Ainsi, bien que la tâche de fournir une généalogie de l’altruisme et de la coopération comporte son lot de difficultés et demeure en partie spéculative, des progrès importants ont été réalisés ces dernières années. On peut en dire autant en ce qui concerne certaines émotions morales (l’empathie, la culpabilité, la honte, etc.), certaines tendances évaluatives particulières (favoriser les membres de la famille ou du groupe d’appartenance, éviter l’inceste, etc.) et certaines capacités plus générales (jugement moral, intériorisation de normes, etc.) qui ont aussi retenu l’attention des chercheurs. Présenter en détail l’ensemble de ces travaux exigerait de trop longs développements. D’autres résultats d’études empiriques et, surtout, l’interprétation qu’en ont offerts les philosophes, seront introduits en temps opportun. L’aperçu offert dans la présente section devrait néanmoins fournir une base suffisante à l’exploration des liens possibles entre le projet scientifique consistant à expliquer les origines de la morale et les projets philosophiques que sont l’éthique normative et la métaéthique. Ce sera l’objet des deux prochaines sections.

[Données d'ancrage d'objets en langage naturel]
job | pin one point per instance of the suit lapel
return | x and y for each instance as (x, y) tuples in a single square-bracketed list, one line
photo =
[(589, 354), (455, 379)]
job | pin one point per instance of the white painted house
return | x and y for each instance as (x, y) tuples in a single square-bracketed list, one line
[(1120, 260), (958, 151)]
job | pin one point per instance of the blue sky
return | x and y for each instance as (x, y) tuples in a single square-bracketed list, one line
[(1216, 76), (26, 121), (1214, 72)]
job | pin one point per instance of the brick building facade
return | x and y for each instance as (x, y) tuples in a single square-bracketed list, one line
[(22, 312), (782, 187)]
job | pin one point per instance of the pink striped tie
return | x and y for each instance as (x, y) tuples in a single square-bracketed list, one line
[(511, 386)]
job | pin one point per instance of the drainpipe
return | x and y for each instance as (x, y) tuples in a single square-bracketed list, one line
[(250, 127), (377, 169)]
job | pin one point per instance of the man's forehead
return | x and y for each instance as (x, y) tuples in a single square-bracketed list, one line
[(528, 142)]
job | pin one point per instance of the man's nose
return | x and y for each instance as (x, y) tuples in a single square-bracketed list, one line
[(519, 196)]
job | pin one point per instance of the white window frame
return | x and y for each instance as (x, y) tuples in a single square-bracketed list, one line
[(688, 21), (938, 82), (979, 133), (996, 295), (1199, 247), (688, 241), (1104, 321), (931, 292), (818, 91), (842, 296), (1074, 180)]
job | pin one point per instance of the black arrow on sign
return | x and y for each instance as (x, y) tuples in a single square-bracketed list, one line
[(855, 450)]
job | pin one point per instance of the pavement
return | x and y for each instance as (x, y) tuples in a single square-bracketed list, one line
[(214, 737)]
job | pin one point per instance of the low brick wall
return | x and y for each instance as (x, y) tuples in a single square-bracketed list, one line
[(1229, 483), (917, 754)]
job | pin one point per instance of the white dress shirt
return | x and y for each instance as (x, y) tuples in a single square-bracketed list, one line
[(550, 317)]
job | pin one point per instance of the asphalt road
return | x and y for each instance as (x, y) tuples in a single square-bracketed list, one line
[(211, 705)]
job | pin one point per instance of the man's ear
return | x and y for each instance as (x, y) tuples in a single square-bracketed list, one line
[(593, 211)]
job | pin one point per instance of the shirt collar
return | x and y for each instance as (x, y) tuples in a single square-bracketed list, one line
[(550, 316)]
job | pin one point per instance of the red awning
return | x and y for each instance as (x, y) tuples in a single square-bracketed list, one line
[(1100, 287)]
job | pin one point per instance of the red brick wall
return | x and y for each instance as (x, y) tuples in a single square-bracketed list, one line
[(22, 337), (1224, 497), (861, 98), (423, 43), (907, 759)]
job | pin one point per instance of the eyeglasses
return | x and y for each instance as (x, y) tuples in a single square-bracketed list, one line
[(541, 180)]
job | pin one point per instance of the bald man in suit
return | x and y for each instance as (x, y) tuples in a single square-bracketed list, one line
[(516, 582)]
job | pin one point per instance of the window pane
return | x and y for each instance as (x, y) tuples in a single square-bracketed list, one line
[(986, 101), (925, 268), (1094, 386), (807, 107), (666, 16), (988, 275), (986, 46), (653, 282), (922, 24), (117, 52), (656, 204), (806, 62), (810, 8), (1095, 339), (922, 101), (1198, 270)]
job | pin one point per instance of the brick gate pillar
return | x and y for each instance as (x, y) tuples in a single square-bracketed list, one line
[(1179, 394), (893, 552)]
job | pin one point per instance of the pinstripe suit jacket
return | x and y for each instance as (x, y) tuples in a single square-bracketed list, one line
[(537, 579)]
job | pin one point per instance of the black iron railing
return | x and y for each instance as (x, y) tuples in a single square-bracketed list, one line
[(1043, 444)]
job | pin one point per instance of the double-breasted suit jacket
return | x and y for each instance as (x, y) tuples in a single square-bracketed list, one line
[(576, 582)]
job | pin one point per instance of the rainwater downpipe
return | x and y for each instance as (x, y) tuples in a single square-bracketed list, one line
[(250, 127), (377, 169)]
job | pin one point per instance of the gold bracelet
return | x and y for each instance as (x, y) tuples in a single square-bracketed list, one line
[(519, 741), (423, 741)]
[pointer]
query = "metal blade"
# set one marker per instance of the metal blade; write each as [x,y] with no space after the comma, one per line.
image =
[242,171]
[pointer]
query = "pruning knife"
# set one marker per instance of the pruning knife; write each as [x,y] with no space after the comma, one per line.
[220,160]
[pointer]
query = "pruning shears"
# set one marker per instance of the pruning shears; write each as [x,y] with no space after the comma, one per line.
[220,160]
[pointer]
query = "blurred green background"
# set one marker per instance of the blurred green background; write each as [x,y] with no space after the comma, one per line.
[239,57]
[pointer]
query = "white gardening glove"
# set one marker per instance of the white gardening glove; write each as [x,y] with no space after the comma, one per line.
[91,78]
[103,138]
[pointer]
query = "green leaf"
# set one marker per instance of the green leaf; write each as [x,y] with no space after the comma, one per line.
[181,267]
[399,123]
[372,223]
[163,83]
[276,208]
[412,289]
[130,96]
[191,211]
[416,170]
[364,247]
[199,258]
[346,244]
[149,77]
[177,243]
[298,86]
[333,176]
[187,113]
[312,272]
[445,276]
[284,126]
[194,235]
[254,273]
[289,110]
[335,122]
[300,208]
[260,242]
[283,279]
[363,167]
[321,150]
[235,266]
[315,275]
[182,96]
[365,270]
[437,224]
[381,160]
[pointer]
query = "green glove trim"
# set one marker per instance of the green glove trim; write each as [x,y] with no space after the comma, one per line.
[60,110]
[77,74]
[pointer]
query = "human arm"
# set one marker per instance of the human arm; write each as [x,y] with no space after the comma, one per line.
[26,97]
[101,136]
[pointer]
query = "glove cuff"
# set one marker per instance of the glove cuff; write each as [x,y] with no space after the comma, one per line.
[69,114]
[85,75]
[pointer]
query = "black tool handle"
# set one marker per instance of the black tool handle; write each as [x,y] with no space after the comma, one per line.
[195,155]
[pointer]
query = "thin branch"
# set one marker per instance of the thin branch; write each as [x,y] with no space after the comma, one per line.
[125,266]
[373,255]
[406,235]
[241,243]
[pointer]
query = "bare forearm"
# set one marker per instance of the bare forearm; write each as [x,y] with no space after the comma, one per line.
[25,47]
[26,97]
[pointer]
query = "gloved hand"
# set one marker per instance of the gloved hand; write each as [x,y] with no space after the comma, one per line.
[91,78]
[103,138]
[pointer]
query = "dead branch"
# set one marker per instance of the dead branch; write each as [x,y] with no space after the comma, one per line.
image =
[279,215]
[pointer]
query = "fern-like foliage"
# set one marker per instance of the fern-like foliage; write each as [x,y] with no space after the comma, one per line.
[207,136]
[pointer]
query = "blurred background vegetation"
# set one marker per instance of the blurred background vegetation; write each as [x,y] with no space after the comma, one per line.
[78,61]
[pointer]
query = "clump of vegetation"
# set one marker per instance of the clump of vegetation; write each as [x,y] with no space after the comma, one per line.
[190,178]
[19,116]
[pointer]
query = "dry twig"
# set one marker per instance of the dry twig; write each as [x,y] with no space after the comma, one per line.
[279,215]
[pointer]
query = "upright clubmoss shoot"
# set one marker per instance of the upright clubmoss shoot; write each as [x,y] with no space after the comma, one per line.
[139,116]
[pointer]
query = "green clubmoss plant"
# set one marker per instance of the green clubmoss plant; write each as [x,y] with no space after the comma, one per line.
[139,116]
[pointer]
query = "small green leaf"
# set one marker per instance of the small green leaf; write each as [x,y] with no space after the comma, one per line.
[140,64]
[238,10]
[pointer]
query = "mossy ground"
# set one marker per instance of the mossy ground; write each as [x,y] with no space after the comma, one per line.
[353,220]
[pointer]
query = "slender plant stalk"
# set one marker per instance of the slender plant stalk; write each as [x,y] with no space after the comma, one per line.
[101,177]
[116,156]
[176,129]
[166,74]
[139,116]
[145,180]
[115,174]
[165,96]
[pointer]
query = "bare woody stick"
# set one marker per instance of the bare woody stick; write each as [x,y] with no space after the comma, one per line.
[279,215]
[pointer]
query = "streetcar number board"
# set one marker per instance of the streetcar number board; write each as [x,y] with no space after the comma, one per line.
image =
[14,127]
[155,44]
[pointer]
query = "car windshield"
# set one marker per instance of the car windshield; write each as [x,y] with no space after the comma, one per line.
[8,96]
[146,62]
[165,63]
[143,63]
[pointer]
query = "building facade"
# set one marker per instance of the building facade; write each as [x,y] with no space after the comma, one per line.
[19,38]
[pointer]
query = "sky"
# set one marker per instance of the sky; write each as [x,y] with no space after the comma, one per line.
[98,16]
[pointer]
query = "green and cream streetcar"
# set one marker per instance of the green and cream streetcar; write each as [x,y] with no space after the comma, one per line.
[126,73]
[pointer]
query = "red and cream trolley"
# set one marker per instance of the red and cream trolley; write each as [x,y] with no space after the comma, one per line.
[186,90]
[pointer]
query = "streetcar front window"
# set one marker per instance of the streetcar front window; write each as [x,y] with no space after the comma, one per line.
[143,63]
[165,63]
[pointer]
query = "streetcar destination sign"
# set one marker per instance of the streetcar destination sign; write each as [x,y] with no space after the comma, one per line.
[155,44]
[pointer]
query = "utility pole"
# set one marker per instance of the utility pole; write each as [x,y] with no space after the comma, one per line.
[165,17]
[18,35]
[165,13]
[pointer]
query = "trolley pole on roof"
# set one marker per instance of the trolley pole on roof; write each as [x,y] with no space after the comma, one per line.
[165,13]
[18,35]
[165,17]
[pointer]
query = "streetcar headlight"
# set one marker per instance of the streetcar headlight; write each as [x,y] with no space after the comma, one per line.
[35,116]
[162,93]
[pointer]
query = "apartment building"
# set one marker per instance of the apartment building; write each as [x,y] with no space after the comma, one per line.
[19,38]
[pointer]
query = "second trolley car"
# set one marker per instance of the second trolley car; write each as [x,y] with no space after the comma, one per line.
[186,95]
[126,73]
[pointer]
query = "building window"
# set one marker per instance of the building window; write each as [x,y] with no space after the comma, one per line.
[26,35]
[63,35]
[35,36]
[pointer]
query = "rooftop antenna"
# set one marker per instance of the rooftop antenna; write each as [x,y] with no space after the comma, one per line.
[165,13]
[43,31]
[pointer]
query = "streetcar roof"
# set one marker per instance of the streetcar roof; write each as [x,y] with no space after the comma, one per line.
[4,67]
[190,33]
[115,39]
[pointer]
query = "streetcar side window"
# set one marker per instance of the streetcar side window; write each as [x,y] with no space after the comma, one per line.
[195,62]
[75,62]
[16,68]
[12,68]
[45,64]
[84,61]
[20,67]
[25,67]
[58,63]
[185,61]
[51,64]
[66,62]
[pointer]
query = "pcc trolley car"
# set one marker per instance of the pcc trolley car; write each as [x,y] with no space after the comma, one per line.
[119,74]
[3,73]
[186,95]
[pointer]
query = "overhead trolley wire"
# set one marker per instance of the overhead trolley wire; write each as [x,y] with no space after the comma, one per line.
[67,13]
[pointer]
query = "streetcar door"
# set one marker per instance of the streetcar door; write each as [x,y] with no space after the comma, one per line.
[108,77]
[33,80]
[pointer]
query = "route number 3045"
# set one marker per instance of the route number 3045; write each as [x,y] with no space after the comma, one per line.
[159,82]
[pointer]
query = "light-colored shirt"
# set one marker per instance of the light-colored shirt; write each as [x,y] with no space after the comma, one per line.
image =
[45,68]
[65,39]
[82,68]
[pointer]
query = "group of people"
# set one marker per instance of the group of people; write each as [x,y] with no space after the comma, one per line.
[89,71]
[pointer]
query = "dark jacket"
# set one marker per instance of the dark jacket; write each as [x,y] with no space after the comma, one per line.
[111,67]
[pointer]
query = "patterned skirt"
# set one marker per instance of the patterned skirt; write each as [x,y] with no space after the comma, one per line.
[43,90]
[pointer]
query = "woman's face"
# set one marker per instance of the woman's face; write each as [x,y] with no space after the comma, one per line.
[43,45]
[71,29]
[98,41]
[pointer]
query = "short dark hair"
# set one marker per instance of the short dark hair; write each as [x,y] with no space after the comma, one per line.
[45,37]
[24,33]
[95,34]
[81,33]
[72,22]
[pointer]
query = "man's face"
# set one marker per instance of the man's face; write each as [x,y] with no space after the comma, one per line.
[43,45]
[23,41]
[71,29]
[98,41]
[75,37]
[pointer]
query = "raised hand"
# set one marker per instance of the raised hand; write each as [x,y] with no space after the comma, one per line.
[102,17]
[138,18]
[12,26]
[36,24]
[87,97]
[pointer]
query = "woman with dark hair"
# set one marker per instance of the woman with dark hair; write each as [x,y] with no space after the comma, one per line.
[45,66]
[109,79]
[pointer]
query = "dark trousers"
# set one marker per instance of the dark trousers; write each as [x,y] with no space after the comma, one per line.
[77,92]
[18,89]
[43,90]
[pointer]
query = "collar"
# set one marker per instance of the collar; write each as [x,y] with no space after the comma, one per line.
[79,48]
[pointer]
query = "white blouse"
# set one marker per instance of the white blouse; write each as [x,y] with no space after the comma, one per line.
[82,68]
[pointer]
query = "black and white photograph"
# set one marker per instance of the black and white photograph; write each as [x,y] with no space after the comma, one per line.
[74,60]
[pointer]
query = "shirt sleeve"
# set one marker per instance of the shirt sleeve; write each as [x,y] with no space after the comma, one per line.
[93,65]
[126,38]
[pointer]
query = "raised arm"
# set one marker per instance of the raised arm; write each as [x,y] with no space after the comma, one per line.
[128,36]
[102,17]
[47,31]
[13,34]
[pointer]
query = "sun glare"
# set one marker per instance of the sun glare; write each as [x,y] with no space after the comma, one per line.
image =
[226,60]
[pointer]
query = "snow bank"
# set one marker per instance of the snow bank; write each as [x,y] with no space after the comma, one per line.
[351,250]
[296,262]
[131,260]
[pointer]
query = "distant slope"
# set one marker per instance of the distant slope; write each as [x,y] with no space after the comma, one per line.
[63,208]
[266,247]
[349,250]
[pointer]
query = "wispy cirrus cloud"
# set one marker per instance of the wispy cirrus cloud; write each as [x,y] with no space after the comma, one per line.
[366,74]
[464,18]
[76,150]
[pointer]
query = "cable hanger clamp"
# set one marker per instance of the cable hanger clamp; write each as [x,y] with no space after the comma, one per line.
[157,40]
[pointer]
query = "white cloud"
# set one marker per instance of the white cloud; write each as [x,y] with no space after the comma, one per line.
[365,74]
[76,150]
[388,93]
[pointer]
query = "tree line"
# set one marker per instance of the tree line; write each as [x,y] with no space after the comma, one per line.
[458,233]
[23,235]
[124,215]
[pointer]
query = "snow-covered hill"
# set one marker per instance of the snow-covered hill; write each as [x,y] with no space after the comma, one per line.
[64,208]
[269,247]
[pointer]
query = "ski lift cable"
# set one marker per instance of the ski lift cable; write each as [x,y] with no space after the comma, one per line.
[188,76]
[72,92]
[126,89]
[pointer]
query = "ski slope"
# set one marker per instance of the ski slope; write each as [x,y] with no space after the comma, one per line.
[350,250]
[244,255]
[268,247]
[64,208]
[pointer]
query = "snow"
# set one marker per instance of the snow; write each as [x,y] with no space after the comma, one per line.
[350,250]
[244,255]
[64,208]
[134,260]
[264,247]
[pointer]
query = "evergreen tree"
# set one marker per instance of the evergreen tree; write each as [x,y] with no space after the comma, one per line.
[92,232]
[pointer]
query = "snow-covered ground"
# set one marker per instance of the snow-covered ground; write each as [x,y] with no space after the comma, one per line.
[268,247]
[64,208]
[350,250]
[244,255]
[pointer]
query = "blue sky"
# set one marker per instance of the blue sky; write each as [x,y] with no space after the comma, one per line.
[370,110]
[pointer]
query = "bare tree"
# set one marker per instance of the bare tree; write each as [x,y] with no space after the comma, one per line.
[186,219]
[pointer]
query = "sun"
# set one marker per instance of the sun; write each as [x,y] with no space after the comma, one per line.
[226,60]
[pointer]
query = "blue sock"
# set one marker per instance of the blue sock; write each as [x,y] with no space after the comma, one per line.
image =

→ **Consigne**:
Répondez aux trois questions suivantes à partir du passage fourni ci-dessus, en ignorant les entrées.
1. Quelles émotions morales le passage cite-t-il en exemple ?
2. Quelles tendances évaluatives particulières y sont mentionnées ?
3. Quel sera l'objet des deux prochaines sections ?

→ **Résultat de l'exercice**:
1. L'empathie, la culpabilité et la honte.
2. Favoriser les membres de la famille ou du groupe d'appartenance, et éviter l'inceste.
3. L'exploration des liens possibles entre le projet scientifique consistant à expliquer les origines de la morale et les projets philosophiques que sont l'éthique normative et la métaéthique.